SOURCE TEXT:
=== Begin Enclosure ===
General Documentation

Speech-to-Text documentation | Cloud Speech-to-Text Documentation | Google Cloud

Model & Language Support

Speech-to-Text supported languages | Cloud Speech-to-Text Documentation | Google Cloud

Deepgram STT

General Documentation

Getting Started | Deepgram's Docs

Model & Language Support

Models & Languages Overview | Deepgram's Docs

📎

Where possible, you should select a specific language to provide a greater transcription accuracy, however, if this is not possible, multilingual can be selected to provide cross language support.

LLM

The text generated using the above model will then be passed to an LLM along with the rest of the transcription, any prompts and tools which have been made available for the LLM to use. We currently use OpenAI or Azure OpenAI models for VoiceAI - and like S2S they do not list a specific language support rather they work on best effort based on the training data available in the target language.

The quality of the generated text will depend on the language, with English being heavily supported and non-English languages varying in quality depending on the commonality of the language being spoken. The LLM may additionally use more informal language than you might expect.

We can overcome some of these issues by prompting the AI on how to respond, including information on the formality and telling it to consider the region to account for regional language variations for non standard slang.

TTS

The final part of this process is the TTS, which takes the text generated by the LLM and converts it into audio to be played to the customer. Our current recommended providers are:

ElevenLabs

Google Speech

Google TTS

General Documentation

Text-to-Speech documentation | Cloud Text-to-Speech API | Google Cloud

Voice & Language Support

Supported voices and languages | Cloud Text-to-Speech API | Google Cloud

ElevenLabs TTS

General Documentation

Text to Speech | ElevenLabs Documentation

Model & Language Support

Text to Speech | ElevenLabs Documentation - these are the “models”

Voices

Voices | ElevenLabs Documentation

With TTS, the language support will depend on the voice which you wish to use:

Different voices support different language sets. Some are a single language only, others offer larger language support. You should choose a voice with a language support which best covers the languages you chose in the STT section. The Elevenlabs voice page allows you to preview the voice in the different languages to tests it’s quality. Consideration should be made to regional dialects, for example a Portuguese voice may be trained on Brazilian Portuguese instead of European Portuguese.
=== End Enclosure ===
REQUIREMENT 1: Write out the part of the VoiceAI page that begins at the words "Different voices support" and stops after "of European Portuguese.".
REQUIREMENT 2: According to the VoiceAI page, why should a specific language be selected for transcription when possible instead of multilingual?
The entries below come from a separate source.

EXTRACTED ENTRIES:
=== Begin Enclosure ===
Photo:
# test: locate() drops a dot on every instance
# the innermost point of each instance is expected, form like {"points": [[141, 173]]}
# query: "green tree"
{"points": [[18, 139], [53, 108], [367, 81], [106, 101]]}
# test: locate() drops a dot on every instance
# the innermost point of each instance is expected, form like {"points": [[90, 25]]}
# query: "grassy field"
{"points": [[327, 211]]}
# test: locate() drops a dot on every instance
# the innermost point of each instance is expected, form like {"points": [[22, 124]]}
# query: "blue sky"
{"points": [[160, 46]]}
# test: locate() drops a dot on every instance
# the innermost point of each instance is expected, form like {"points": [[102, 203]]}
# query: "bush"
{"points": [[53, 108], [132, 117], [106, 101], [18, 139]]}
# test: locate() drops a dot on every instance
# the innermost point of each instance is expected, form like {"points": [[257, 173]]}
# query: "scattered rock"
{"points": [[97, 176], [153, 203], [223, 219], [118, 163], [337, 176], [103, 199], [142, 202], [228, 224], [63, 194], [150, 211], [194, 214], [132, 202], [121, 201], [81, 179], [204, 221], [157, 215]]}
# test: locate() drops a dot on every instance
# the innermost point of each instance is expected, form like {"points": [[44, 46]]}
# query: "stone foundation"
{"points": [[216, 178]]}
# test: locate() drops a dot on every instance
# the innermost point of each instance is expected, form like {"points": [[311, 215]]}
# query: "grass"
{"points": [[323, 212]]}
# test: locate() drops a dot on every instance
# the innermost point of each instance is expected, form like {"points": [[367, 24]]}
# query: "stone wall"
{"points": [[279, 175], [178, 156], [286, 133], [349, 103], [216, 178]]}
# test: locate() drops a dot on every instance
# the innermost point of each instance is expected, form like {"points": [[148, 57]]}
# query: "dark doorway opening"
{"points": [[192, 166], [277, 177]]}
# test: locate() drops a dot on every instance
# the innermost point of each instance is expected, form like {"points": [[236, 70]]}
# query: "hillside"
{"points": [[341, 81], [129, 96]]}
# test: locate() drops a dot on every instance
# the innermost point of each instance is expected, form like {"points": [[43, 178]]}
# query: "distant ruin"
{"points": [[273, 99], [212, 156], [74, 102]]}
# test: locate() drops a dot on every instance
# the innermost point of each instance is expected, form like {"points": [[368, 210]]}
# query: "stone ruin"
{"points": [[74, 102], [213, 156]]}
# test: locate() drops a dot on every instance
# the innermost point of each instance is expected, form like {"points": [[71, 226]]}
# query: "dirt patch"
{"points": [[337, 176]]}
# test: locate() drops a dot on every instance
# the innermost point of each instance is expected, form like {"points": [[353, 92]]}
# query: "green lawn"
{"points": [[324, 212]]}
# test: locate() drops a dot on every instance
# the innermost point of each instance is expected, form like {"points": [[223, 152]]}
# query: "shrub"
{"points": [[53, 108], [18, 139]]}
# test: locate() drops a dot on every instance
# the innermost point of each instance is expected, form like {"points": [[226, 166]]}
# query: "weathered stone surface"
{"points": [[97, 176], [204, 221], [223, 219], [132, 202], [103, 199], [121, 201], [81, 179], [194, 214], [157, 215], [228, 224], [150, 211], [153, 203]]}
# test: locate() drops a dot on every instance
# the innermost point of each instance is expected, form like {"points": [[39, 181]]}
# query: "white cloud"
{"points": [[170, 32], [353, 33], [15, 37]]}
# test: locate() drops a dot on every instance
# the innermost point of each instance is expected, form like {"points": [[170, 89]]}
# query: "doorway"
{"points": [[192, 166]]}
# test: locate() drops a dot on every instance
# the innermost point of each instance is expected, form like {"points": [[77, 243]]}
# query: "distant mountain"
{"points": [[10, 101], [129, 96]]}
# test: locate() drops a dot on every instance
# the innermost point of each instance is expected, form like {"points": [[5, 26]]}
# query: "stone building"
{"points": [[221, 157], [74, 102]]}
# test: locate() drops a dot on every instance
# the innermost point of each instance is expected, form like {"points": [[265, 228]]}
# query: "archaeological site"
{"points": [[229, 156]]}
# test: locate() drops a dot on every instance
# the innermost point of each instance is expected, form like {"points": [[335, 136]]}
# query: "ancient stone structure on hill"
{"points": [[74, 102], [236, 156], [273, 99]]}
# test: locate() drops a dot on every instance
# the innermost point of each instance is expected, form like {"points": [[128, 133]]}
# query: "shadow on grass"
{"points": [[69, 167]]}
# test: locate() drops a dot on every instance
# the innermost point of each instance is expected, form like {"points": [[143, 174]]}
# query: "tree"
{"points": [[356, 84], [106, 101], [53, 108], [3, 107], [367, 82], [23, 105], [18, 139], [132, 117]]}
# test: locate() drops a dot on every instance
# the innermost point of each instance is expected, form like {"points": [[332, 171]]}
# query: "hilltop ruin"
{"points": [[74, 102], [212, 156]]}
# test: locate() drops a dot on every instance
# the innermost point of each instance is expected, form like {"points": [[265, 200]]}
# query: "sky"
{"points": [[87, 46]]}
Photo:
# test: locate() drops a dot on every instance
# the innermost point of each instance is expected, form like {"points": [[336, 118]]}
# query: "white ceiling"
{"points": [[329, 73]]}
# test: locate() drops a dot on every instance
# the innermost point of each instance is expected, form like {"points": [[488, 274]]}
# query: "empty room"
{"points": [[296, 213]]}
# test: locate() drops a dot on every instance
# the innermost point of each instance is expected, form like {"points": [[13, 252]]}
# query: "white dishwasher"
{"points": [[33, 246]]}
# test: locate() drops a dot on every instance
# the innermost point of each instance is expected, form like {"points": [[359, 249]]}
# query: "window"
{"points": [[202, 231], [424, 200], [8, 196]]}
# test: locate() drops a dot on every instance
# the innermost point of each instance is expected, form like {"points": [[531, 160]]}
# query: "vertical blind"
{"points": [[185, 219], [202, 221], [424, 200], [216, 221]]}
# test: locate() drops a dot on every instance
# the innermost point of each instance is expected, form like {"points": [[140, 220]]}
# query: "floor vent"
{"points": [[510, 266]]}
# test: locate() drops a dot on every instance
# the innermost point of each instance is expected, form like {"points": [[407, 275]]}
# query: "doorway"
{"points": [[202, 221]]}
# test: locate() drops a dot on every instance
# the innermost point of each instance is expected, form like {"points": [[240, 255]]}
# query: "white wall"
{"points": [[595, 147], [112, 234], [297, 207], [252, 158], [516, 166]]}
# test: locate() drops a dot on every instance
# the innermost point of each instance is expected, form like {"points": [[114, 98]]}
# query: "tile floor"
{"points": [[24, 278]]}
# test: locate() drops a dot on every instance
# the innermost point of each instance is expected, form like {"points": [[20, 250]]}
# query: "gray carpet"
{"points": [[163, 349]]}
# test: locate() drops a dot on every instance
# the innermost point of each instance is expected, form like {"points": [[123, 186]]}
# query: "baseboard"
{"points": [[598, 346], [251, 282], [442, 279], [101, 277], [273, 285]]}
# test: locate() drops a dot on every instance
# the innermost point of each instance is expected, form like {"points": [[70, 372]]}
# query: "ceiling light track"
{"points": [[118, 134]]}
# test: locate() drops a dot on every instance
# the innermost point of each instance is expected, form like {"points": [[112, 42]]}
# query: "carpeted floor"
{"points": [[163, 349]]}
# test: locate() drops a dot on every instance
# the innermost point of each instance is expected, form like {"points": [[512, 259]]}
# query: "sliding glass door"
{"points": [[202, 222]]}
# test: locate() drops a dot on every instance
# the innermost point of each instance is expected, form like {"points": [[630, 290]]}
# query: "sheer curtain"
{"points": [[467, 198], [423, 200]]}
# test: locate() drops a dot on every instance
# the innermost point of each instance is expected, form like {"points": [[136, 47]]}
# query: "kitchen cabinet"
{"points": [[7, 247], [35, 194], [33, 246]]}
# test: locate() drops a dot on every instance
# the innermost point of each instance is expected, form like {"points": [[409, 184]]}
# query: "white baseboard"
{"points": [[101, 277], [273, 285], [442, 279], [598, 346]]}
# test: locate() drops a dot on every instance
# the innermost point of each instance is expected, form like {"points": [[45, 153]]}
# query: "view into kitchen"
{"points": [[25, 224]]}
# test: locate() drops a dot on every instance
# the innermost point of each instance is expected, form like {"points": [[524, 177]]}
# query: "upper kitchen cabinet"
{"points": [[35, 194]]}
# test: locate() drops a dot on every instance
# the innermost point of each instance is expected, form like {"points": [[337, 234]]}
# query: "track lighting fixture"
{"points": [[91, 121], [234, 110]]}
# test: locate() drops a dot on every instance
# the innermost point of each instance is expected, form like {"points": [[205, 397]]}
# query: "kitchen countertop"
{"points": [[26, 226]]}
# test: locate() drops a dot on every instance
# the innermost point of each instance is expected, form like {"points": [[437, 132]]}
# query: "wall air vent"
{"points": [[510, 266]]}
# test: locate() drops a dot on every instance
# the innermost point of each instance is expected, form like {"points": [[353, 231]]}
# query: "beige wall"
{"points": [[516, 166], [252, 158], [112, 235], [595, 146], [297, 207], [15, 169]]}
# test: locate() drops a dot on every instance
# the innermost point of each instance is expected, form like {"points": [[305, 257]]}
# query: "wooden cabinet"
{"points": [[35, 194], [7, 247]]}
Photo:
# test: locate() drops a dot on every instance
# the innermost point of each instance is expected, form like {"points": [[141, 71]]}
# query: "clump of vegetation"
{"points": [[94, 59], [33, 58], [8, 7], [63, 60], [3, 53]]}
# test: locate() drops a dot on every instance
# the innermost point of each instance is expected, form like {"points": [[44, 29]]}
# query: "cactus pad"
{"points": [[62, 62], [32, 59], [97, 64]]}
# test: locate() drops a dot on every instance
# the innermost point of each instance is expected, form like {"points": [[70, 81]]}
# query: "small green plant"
=== End Enclosure ===
OUTPUT 1:
Different voices support different language sets. Some are a single language only, others offer larger language support. You should choose a voice with a language support which best covers the languages you chose in the STT section. The Elevenlabs voice page allows you to preview the voice in the different languages to tests it’s quality. Consideration should be made to regional dialects, for example a Portuguese voice may be trained on Brazilian Portuguese instead of European Portuguese.

OUTPUT 2: Selecting a specific language gives greater transcription accuracy. Multilingual is meant for when that isn't possible, since it provides cross-language support.